*Instructions to follow*: From the passage about Senator Cory Booker's speech on the Senate floor, copy out the part that begins at the words "Senator Cory Booker" and stops after the words "afternoon, April 1.".

*Quoted passage*:
•••
Senator Cory Booker (D-NJ) has turned the Senate floor into his own street corner, clocking over 21 hours of non-stop showboating as of Tuesday afternoon, April 1.
Booker the hooker is moaning and groaning out a bunch of anti-Trump catch phrases in the most lame attempt ever to stop the MAGA agenda. He is also rallying against Elon Musk’s Department of Government Efficiency, and anything else he can pin on the GOP bogeyman.
Booker kicked off this marathon prostitution game Monday night, vowing to go “as long as I’m physically able” — sorta like a hooker at a bachelor party. And by golly, the brainless Democrat is still turning tricks at the time of this publication — the money must be good. Maybe this is a party thrown by George Soros?
•••
*Records supplied*:

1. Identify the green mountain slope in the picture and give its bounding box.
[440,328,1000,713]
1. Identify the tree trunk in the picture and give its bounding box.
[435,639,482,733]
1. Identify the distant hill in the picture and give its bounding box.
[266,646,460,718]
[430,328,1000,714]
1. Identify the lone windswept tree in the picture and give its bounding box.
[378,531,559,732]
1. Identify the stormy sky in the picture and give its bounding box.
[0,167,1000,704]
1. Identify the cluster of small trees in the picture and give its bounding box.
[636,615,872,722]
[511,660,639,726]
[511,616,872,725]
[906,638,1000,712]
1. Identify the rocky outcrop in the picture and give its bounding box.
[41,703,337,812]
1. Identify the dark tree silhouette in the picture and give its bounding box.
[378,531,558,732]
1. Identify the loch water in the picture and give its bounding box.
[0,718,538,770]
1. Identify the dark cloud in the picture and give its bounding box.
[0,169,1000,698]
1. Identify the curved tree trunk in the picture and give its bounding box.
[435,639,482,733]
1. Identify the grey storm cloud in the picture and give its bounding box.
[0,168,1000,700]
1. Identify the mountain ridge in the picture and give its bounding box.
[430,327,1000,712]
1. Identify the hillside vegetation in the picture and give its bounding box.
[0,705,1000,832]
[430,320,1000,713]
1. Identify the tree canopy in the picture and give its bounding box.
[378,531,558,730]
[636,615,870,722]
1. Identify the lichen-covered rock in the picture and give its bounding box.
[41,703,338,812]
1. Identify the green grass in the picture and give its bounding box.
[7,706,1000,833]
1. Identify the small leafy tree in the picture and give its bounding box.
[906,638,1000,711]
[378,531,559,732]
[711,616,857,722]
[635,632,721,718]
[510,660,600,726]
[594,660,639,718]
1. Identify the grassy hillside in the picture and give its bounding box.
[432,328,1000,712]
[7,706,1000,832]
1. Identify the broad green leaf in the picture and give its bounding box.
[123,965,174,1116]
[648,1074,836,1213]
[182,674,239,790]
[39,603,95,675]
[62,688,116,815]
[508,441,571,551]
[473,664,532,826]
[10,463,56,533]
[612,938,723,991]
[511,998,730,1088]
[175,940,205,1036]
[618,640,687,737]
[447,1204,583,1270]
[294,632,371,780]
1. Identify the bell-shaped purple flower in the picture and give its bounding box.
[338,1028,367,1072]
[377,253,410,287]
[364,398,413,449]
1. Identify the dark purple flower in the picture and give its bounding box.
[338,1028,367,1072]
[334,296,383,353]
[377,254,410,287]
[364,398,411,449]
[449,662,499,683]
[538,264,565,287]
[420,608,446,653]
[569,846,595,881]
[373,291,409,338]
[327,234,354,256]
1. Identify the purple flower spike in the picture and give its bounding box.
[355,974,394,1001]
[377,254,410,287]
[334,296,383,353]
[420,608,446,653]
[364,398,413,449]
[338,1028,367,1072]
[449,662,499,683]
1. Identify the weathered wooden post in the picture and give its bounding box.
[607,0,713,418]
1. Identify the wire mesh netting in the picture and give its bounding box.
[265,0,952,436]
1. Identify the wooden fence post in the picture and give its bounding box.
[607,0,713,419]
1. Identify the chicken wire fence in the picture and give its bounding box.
•••
*Full solution*:
Senator Cory Booker (D-NJ) has turned the Senate floor into his own street corner, clocking over 21 hours of non-stop showboating as of Tuesday afternoon, April 1.